Copy out the listing below with every "marker" switched to "dot" and nothing else altered.
[begin DATA PROVIDED]
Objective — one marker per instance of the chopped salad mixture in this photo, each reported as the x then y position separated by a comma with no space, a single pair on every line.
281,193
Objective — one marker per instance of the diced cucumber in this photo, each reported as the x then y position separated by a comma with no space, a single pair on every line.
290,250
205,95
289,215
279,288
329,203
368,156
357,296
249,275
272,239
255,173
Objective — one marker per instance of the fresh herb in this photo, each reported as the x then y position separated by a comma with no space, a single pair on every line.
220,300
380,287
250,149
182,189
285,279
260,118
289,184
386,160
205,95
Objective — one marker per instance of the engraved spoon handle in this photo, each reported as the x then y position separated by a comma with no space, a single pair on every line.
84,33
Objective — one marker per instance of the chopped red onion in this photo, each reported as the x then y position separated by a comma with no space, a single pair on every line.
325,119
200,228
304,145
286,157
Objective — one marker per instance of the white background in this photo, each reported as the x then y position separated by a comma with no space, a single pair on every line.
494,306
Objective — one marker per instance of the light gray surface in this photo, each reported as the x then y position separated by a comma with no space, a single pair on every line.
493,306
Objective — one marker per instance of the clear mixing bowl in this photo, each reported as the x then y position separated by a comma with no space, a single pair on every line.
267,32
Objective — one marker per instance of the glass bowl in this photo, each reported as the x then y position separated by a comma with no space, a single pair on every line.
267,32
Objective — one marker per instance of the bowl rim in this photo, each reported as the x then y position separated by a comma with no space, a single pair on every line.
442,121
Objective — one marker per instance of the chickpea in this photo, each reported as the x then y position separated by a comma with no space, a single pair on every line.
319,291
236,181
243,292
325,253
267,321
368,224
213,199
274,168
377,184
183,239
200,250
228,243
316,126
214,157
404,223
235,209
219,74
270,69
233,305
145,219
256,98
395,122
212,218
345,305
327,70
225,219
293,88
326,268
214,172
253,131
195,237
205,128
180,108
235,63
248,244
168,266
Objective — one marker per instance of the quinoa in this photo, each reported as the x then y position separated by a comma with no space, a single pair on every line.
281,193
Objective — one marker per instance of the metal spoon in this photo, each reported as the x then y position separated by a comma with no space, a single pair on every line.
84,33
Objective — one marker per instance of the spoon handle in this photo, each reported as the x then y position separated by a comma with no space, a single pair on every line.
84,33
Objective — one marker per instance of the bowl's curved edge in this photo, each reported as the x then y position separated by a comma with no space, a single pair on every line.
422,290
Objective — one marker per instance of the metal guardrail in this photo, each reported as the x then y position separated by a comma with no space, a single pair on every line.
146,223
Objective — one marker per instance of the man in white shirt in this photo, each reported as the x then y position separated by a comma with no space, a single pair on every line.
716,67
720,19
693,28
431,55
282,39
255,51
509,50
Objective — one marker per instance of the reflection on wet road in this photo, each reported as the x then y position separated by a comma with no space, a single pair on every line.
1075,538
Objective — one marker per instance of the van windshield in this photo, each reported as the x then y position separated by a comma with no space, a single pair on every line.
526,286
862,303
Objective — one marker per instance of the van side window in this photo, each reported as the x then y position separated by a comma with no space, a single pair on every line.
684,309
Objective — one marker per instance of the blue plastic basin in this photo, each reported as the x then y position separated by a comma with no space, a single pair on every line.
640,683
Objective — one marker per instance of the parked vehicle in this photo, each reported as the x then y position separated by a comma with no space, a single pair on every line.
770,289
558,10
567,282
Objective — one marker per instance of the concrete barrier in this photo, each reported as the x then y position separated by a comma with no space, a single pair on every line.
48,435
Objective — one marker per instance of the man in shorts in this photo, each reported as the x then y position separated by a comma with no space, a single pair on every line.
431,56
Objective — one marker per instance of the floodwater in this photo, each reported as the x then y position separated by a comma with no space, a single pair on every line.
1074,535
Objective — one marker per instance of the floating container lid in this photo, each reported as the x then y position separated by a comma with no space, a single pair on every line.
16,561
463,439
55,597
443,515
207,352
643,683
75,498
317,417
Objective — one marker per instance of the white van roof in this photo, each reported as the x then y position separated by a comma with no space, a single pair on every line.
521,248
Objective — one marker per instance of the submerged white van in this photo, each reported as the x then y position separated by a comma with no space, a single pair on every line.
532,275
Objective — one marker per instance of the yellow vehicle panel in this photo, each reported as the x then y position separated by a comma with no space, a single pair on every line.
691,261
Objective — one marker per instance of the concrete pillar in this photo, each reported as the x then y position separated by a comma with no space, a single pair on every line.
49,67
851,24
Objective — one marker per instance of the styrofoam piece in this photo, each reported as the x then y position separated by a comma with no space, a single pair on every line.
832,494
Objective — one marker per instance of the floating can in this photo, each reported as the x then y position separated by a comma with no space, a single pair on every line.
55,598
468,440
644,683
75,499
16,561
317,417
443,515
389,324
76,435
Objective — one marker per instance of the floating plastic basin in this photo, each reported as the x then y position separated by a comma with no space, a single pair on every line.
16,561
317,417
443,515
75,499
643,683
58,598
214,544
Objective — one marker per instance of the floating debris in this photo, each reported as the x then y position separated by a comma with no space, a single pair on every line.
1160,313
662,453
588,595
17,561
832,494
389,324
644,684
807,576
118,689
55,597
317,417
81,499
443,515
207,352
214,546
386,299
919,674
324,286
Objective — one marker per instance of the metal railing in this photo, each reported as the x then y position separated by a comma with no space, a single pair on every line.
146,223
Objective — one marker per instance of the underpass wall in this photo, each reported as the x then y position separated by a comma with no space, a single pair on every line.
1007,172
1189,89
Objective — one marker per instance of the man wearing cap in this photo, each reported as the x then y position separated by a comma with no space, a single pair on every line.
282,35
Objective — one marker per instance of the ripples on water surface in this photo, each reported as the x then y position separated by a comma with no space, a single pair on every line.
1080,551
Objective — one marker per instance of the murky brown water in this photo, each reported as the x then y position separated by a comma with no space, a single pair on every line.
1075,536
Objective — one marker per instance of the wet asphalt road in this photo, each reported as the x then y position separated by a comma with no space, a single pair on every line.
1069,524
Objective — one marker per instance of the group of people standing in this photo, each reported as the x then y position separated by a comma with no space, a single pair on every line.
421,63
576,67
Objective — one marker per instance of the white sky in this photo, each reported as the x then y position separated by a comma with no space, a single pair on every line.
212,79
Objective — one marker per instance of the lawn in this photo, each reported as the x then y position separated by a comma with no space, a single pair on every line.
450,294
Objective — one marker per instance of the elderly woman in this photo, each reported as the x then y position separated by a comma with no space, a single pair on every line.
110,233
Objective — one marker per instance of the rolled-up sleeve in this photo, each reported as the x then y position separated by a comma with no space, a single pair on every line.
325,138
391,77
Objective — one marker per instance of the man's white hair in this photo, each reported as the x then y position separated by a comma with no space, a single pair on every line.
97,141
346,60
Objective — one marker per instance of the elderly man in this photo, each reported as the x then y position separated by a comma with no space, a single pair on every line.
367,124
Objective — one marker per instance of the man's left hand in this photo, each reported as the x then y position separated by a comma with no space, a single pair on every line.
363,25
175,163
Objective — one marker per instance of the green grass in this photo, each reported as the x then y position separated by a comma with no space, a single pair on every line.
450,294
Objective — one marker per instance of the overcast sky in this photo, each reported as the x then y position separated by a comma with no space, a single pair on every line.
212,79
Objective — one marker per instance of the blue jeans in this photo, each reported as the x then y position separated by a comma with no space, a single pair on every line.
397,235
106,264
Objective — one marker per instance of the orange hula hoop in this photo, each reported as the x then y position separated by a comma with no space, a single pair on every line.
[end DATA PROVIDED]
_EXERCISE ANSWER_
Objective — one dot per instance of the chopped salad mixture in this photo, each reported as the x then y position separated by a comma with no space, a single pair on every line.
281,193
Objective — one dot per instance of the diced cucumber in this photo, each reported as the x then y position separated by a comma with no space, a single pair on every line.
290,250
205,95
289,215
279,288
329,203
368,156
357,296
249,275
272,239
255,173
Objective — one dot per instance of the fresh herb in this photo, each reported as the x then y position separated by a comma with no space, a single pair on every line.
220,300
380,287
250,149
182,189
285,279
260,118
289,184
386,160
205,95
Objective — one dot per instance of the engraved spoon handle in this photo, each reported as the x then y position separated by a comma with no space, a single pair on every line.
84,33
Objective — one dot per instance of the chopped red onion in this photo, each reported as the x then y position separated by a comma with no space, a single pair on every line.
325,119
200,228
304,145
286,157
Objective — one dot per instance of the white background in this photo, each reported as the x then y position separated by a comma with no space, a single pair on every line.
494,306
Objective — one dot per instance of the light gray surface in this photo, each reported as the x then y position separated by a comma with no space, a single pair on every line.
493,306
Objective — one dot per instance of the clear mixing bowl in this photo, each reported as the x then y position separated by a comma with no space, a single pair on every line.
267,32
Objective — one dot per instance of the glass bowl in this photo, each reported as the x then y position separated by a comma with no space, a single pair on every line.
267,32
Objective — one dot per instance of the bowl rim in this photo, each reported as the x then y position separated by a comma with no space, a single pair on every line.
442,121
Objective — one dot per instance of the chickpea in this photo, each reported as the x then y position separated by a comma with no space, a single pair on every line.
319,291
236,181
243,292
325,253
267,321
368,224
213,199
274,168
377,184
183,239
200,250
228,243
316,126
214,157
404,223
235,209
219,74
270,69
233,305
145,219
256,98
395,122
212,218
345,305
327,70
225,219
293,88
326,268
214,172
253,131
195,237
205,128
180,108
235,63
248,244
168,266
Objective — one dot per instance of the quinoa in this photo, each reported as the x then y position separated by a comma with no space, a single pair on every line.
281,193
Objective — one dot per instance of the metal spoon in this photo, each reported as the x then y position separated by a comma with no space, a single pair on every line.
84,33
Objective — one dot per instance of the spoon handle in this photo, each reported as the x then y position separated by a comma with no space, a single pair on every line.
84,33
Objective — one dot per instance of the bowl's curved edge in this photo, each reported as the x then y position separated by a comma with no space, a single pair on every line.
422,290
Objective — one dot per instance of the metal guardrail in this photo, each reported as the x then y position separated by a comma with no space, a single pair on every line.
146,223
Objective — one dot per instance of the man in white shirt in this photo, each reported as the x then y position separated by a comma with no space, a single pair on every line.
716,67
720,19
693,28
431,55
282,39
255,51
509,50
Objective — one dot per instance of the reflection on wet road in this photo, each reported as the x then y position separated by a comma with no space, a single pair on every line.
1075,538
Objective — one dot per instance of the van windshield in this photo, each reported as the x then y position separated by a comma with no space, a single pair on every line.
526,286
862,303
Objective — one dot per instance of the van side window in this photo, each reported as the x then y position separated by a comma with no space, a single pair on every line.
684,309
Objective — one dot per instance of the blue plastic basin in this photo, each reported as the x then y position separated by a comma with no space, a single pair on every line.
640,683
Objective — one dot per instance of the parked vehicle in this photo, each reported as the x then y position separated by a comma with no space, a single pair on every line.
770,289
558,10
567,282
Objective — one dot per instance of the concrete barrier in this photo, each reported as the x then y position separated by a comma with no space, a single pair on every line.
48,435
Objective — one dot per instance of the man in shorts in this photo, each reported as the x then y position separated by a comma with no space, a single pair on every line.
431,56
Objective — one dot per instance of the floodwater in this photo, each reported as the x then y position separated by a comma with no space, a single pair on every line.
1074,535
Objective — one dot per instance of the floating container lid in this photo, each reported as the x then y position separated by a comma with no space, a single pair on every line.
16,561
463,439
55,597
443,515
207,352
643,683
75,498
317,417
Objective — one dot per instance of the white van roof in this photo, each reported as the x then y position separated by a comma with no space, a single pair on every line.
521,248
Objective — one dot per instance of the submerged white van in this photo, each reported as the x then y position separated by a comma with no space, a single pair on every line.
532,275
Objective — one dot per instance of the yellow vehicle panel in this photo, each reported as the x then y position separated by a comma with no space, a single pair on every line.
691,261
Objective — one dot per instance of the concrete pillar in this photo, each reported as the x then y position separated by a comma with no space, a single pair on every line.
49,67
851,24
Objective — one dot per instance of the styrofoam piece in this photo, each reported as the x then y position separated by a comma with no space, a single pair on every line.
832,494
Objective — one dot per instance of the floating can in this photo, each reported as the x then y position separated by a comma with no space, a single pair on every line.
55,598
468,440
644,683
75,499
16,561
317,417
443,515
389,324
76,435
Objective — one dot per instance of the floating plastic basin in this photo, each reported as the x then y position separated by a comma with no space, a single pair on every line.
16,561
317,417
443,515
75,499
643,683
58,598
214,544
Objective — one dot per instance of the floating debris in this photo, each reported as the x then y position separated by a comma with no space, a single pair on every line.
1160,313
662,453
588,595
17,561
832,494
389,324
644,684
807,576
118,689
55,597
317,417
81,499
443,515
207,352
214,546
386,299
919,674
324,286
Objective — one dot per instance of the metal railing in this photo, each reported as the x then y position separated by a comma with no space, a single pair on every line.
146,223
Objective — one dot per instance of the underpass wall in this photo, each reported as the x then y position separated by a comma with no space, a single pair on every line.
1007,172
1189,89
Objective — one dot per instance of the man wearing cap in this photo, each reported as the x then y position separated by a comma with no space, a single pair on every line.
282,35
Objective — one dot per instance of the ripples on water surface in this photo, each reported as the x then y position separated by a comma with no space, a single pair on every line.
1080,551
Objective — one dot per instance of the murky brown water in this photo, each reported as the x then y position separated by a comma with no space, a single pair on every line.
1075,536
Objective — one dot per instance of the wet asphalt road in this photo, each reported as the x then y position separated by a comma with no space, a single pair on every line.
1069,524
Objective — one dot per instance of the group of people standing in this photo, each reported as the x then y position separated by a comma with no space, a single pair on every line.
421,63
576,67
Objective — one dot per instance of the white sky in this photo, each reported as the x then y position separated by a comma with no space, a single pair on every line.
212,79
Objective — one dot per instance of the lawn in this photo, each reported as the x then y position separated by a comma with no space, a single pair on every line.
450,294
Objective — one dot per instance of the elderly woman in this photo, each reported as the x then y position separated by a comma with no space, a single pair on every line.
110,233
Objective — one dot per instance of the rolled-up sleeve in this photo, each reported as the x then y position separated by a comma with no space, a single pair on every line.
325,138
391,77
Objective — one dot per instance of the man's white hair in this photo, each reported as the x then y position separated by a comma with no space, a single pair on every line.
97,141
346,60
Objective — one dot per instance of the elderly man in this photo, each reported as the x then y position separated by a comma with no space, a single pair on every line.
367,124
Objective — one dot per instance of the man's left hand in this photo, each reported as the x then y position separated by a comma with no space, a single pair on every line.
363,25
175,163
Objective — one dot per instance of the green grass in this photo, each reported as the x then y position separated by a comma with no space, a single pair on every line.
450,294
Objective — one dot per instance of the overcast sky in this photo, each reported as the x then y position separated by a comma with no space, a single pair on every line.
212,79
Objective — one dot per instance of the blue jeans in this photo, each reported as the x then y position separated by a comma with no space, a single pair on every line.
397,235
106,264
Objective — one dot per instance of the orange hula hoop in this photo, each reported as the x then y position separated by a comma with no space, a single pair on every line.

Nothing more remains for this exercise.